| Directions |
Write out the part of the lines below that opens with the line containing "Where can you see the metal" and closes with the line containing "<point>613,374</point>", both of those included, with nothing changed.

| Extracted material |
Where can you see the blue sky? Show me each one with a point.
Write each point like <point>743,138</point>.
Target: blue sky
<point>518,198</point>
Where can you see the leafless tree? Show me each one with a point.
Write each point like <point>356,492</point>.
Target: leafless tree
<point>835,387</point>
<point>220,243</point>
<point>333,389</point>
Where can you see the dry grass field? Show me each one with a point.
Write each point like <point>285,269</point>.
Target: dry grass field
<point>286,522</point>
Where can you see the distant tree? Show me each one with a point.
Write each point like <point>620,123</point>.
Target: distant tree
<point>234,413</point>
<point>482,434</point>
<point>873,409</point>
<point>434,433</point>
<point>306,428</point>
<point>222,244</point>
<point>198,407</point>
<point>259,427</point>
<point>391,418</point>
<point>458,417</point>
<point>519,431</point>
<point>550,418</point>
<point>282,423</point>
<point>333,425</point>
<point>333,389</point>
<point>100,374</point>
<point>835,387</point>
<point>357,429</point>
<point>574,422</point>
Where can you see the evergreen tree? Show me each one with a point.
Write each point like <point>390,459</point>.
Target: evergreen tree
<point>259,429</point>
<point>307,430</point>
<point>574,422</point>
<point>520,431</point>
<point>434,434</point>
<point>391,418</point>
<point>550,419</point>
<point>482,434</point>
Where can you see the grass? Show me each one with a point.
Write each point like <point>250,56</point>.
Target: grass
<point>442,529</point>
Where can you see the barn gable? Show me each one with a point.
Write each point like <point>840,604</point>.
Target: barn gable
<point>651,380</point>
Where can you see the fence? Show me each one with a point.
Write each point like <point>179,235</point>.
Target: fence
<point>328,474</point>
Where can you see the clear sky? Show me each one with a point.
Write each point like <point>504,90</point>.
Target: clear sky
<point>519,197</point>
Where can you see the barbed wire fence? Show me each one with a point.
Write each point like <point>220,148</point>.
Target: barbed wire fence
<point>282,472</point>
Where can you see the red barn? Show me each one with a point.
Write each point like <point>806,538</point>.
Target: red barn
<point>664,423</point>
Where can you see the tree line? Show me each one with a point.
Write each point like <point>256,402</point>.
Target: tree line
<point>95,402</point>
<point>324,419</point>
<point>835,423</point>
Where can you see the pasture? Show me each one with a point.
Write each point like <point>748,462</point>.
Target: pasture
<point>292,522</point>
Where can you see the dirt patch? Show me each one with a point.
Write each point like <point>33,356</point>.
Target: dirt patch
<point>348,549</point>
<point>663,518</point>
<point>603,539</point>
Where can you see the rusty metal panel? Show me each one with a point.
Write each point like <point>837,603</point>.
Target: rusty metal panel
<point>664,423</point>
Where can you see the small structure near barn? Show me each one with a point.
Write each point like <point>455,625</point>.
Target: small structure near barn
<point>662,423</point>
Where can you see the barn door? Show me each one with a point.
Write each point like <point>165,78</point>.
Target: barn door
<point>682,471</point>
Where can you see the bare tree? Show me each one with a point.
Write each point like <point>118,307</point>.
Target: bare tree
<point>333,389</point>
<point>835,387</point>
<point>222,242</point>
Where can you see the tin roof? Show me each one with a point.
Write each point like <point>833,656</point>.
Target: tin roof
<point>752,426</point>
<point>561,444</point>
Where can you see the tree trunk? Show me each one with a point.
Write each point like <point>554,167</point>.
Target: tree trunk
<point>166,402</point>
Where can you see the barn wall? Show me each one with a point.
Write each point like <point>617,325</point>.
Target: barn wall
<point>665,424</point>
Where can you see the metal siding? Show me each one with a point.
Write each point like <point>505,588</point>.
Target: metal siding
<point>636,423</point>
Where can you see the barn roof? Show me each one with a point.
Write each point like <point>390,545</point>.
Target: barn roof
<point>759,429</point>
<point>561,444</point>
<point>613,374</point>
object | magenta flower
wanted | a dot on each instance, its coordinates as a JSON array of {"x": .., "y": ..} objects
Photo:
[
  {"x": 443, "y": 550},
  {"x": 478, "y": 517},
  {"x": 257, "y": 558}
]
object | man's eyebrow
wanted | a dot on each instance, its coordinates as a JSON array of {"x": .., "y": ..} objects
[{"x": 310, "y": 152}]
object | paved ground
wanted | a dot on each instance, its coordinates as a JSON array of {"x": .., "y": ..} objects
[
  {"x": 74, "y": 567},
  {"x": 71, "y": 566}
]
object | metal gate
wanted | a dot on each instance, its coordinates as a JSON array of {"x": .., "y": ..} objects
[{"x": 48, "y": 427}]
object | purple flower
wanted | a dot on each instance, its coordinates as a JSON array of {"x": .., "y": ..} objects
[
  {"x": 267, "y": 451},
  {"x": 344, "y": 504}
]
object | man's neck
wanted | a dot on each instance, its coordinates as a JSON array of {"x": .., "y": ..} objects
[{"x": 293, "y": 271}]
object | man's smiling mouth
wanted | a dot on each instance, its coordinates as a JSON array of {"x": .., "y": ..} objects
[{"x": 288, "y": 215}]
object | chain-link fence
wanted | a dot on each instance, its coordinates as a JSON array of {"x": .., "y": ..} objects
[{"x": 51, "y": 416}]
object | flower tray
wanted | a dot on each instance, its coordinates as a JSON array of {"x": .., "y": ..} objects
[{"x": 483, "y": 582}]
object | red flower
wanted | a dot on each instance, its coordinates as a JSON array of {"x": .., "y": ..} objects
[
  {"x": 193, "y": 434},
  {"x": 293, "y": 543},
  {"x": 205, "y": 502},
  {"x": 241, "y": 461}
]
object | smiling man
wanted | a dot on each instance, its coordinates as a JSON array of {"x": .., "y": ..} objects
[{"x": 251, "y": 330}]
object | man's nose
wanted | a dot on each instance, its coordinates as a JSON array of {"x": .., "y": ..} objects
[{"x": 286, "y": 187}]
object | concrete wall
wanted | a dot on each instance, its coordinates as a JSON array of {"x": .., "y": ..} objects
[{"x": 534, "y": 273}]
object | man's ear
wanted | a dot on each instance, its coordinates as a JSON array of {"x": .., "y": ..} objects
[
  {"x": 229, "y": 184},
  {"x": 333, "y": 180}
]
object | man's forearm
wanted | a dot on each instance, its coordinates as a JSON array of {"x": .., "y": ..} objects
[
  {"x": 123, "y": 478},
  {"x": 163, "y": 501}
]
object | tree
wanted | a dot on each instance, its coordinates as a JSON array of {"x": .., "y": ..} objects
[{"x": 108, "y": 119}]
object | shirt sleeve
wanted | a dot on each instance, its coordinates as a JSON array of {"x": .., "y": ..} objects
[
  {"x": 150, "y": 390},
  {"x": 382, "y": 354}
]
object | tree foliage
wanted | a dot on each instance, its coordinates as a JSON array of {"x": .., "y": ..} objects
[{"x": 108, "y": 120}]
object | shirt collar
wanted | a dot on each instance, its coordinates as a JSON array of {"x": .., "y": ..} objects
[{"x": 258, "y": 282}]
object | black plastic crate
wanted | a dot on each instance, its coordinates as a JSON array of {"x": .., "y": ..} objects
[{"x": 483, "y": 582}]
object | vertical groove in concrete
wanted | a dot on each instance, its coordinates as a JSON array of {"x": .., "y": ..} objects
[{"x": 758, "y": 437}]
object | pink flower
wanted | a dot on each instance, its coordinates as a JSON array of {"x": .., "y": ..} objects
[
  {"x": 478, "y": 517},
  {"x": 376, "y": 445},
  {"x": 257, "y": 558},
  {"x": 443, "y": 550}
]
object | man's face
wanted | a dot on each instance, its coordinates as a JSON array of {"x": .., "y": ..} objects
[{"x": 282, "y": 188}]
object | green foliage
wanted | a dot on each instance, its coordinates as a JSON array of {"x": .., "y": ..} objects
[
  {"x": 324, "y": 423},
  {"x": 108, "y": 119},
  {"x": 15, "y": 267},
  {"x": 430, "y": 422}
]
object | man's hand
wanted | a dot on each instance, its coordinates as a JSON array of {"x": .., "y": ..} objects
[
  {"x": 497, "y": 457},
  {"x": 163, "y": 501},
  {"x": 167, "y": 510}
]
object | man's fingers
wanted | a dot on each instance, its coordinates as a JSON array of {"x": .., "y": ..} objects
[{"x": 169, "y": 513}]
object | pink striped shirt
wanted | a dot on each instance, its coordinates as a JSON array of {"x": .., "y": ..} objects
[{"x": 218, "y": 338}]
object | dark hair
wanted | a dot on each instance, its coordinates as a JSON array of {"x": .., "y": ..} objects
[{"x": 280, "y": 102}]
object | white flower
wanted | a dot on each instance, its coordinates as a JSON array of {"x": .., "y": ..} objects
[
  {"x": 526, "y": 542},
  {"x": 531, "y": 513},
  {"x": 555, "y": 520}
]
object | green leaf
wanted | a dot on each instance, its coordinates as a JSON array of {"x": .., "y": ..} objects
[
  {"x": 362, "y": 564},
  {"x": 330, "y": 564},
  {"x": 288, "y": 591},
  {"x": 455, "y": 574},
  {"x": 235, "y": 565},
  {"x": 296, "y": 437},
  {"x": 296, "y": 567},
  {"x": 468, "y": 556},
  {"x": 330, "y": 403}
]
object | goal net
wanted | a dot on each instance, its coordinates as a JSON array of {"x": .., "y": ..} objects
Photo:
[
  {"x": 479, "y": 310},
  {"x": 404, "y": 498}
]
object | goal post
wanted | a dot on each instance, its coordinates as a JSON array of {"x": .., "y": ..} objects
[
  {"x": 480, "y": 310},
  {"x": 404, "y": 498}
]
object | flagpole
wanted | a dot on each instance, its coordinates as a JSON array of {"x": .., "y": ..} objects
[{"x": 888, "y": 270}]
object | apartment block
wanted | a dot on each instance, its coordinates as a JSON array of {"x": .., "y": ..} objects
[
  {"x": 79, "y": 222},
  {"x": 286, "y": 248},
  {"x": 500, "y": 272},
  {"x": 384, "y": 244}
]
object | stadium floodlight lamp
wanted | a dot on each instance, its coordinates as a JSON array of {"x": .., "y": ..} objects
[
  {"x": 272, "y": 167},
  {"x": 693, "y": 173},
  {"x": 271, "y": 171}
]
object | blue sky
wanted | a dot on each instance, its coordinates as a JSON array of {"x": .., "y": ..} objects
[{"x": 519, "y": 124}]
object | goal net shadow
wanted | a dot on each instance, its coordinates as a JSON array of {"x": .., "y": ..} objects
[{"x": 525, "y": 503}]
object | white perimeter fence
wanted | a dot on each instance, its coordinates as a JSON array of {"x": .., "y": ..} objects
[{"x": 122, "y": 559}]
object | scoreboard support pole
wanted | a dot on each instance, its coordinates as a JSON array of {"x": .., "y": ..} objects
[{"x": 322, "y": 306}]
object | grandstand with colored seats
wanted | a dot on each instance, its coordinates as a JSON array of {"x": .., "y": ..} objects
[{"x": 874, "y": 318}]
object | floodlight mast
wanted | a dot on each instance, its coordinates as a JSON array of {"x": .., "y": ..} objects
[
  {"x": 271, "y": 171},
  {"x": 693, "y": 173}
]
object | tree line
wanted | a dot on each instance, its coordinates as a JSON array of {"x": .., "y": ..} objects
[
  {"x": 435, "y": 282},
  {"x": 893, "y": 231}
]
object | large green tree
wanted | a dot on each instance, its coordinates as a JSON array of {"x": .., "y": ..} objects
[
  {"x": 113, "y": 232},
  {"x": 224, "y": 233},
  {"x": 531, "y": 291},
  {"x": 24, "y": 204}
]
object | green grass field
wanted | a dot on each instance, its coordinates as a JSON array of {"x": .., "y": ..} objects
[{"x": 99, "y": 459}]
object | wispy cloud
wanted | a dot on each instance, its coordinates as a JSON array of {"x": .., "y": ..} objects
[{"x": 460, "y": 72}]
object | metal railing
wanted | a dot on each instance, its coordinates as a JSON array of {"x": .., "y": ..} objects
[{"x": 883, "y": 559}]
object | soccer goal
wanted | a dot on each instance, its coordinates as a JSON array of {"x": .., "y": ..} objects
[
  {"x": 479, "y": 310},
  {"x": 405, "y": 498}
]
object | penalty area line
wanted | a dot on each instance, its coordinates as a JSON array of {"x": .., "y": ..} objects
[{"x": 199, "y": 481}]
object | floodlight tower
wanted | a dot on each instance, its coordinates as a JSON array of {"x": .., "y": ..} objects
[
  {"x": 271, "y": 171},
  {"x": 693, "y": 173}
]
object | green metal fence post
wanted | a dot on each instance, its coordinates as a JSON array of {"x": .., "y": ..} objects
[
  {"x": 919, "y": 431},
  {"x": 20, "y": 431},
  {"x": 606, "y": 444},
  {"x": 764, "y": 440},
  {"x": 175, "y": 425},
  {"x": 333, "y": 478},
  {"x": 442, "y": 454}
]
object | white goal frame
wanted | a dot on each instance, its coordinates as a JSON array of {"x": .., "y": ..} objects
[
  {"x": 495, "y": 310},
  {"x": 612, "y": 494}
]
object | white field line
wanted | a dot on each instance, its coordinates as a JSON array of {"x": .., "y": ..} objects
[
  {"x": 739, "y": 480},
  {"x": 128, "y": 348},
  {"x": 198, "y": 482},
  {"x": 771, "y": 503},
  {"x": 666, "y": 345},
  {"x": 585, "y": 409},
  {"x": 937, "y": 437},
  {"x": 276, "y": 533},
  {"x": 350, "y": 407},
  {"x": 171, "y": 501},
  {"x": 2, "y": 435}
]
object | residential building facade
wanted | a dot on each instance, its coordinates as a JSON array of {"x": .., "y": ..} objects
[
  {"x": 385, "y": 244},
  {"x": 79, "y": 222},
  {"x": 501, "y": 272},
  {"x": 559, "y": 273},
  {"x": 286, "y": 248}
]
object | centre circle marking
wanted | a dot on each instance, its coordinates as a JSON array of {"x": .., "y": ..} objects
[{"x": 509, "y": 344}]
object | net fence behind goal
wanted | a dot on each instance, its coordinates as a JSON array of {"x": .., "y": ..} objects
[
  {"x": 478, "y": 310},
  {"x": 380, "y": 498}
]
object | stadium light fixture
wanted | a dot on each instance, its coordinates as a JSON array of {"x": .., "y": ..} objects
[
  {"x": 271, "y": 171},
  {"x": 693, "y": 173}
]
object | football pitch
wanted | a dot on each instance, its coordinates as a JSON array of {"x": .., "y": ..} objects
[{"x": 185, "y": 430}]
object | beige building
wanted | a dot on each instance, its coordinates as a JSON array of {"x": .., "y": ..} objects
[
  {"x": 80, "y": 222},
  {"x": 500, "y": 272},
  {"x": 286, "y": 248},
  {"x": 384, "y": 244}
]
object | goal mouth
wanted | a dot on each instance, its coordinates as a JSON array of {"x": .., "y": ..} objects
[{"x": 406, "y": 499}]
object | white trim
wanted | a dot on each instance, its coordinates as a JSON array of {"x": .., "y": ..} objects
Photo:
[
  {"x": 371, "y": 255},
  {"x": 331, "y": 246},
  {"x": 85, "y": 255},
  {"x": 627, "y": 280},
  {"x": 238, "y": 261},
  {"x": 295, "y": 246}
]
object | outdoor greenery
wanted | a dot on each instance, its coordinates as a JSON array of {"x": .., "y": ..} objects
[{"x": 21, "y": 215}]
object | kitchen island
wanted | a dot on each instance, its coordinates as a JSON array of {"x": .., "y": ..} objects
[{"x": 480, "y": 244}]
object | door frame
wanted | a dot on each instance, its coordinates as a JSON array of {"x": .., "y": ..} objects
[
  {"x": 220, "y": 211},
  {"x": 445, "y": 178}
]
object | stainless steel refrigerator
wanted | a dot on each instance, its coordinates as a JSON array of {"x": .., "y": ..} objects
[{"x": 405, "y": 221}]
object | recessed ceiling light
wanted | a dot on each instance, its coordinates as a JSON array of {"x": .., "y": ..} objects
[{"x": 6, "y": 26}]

| Solved problem |
Where can you see the metal siding? Show me each one with a point.
Write each point like <point>505,588</point>.
Target: metal siding
<point>636,423</point>
Where can you see the barn roof? Show me each one with a point.
Write each point like <point>390,545</point>.
Target: barn roof
<point>759,429</point>
<point>561,444</point>
<point>613,374</point>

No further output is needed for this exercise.